═══ Stored data

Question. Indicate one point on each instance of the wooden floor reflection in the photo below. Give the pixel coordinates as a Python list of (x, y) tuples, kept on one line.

══════
═══ Stored data

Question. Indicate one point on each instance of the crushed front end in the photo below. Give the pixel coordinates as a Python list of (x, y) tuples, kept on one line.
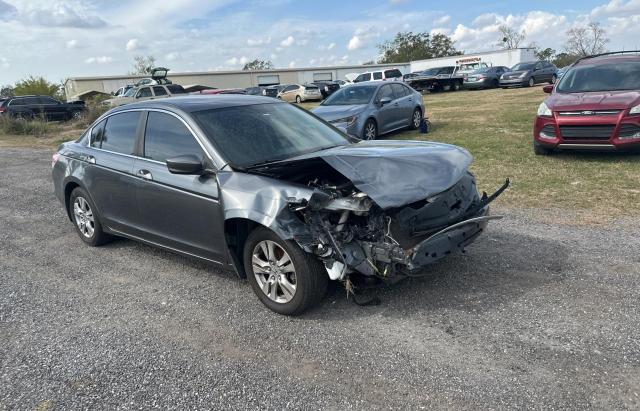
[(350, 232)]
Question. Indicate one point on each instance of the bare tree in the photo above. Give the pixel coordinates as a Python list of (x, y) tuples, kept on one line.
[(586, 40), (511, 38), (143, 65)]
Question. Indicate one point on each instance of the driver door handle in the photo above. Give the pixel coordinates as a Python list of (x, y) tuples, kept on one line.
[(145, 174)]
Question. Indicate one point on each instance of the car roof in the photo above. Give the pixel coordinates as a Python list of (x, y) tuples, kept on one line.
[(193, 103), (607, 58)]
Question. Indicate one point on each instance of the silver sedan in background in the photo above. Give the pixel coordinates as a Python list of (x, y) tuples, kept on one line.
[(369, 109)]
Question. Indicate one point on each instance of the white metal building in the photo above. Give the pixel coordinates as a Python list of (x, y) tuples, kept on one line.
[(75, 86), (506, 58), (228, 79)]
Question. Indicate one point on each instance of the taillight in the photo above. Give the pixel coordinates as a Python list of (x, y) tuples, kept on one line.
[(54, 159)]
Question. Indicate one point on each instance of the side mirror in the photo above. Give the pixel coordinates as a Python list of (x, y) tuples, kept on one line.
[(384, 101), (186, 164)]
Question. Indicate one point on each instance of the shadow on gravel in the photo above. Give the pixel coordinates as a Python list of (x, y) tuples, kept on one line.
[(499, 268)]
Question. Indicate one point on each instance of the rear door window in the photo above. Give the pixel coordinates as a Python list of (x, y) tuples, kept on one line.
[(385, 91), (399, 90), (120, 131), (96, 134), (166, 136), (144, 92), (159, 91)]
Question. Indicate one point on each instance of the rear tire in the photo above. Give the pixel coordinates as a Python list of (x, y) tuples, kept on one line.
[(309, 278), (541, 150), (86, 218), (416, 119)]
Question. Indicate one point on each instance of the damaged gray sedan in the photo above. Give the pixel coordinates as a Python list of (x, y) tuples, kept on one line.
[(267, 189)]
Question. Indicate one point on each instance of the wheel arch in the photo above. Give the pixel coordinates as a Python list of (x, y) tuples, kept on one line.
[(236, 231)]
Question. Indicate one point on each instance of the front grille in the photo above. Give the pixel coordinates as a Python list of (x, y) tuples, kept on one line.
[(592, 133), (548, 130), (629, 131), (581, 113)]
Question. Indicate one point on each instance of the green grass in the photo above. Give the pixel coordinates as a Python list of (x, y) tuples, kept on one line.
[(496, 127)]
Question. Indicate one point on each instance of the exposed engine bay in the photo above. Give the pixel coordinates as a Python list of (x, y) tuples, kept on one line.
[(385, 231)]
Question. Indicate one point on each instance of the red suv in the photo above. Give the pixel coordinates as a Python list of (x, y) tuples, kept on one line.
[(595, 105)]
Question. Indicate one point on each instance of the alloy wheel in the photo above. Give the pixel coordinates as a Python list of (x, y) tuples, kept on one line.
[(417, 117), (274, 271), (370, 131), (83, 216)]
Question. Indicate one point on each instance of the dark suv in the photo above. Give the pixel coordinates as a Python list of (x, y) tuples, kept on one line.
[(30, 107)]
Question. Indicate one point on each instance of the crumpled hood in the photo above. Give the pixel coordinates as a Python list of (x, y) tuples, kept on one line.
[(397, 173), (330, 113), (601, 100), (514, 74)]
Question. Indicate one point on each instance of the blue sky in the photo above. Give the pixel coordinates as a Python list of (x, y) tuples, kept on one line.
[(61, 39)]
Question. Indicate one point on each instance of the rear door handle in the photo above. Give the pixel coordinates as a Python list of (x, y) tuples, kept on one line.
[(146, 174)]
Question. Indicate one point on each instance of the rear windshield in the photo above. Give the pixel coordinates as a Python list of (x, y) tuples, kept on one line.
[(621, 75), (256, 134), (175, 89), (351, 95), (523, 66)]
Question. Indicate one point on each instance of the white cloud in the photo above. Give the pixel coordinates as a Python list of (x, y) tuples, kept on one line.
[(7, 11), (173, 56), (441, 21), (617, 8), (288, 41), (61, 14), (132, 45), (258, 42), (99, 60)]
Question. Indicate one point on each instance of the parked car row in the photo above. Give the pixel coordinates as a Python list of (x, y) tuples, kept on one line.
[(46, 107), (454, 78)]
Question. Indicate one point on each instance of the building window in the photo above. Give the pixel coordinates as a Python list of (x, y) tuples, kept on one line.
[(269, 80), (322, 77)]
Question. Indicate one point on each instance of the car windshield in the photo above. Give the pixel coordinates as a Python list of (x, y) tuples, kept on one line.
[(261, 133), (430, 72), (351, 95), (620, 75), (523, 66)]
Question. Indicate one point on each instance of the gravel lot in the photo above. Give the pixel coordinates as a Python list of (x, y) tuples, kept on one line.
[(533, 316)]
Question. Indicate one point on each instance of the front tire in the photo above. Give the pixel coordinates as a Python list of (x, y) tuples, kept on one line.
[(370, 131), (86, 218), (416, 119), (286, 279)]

══════

**Aim of the exercise:**
Reproduce the records above without any change, from the line containing "Question. Indicate one point on each instance of the shadow" through the line containing "92), (159, 91)]", with both of those lines included.

**Worked solution:**
Question. Indicate one point on each instance of the shadow on gravel in the photo above. Give the pixel coordinates as a Python list of (x, y) tuples, kept on one line.
[(499, 268)]
Question. Indicate one point on each instance of the rear door window in the photo above. Give the pixel coordinates as a Python list of (x, y) tuples, kept on one line.
[(385, 91), (399, 90), (120, 131), (96, 134), (166, 136), (144, 92), (159, 91)]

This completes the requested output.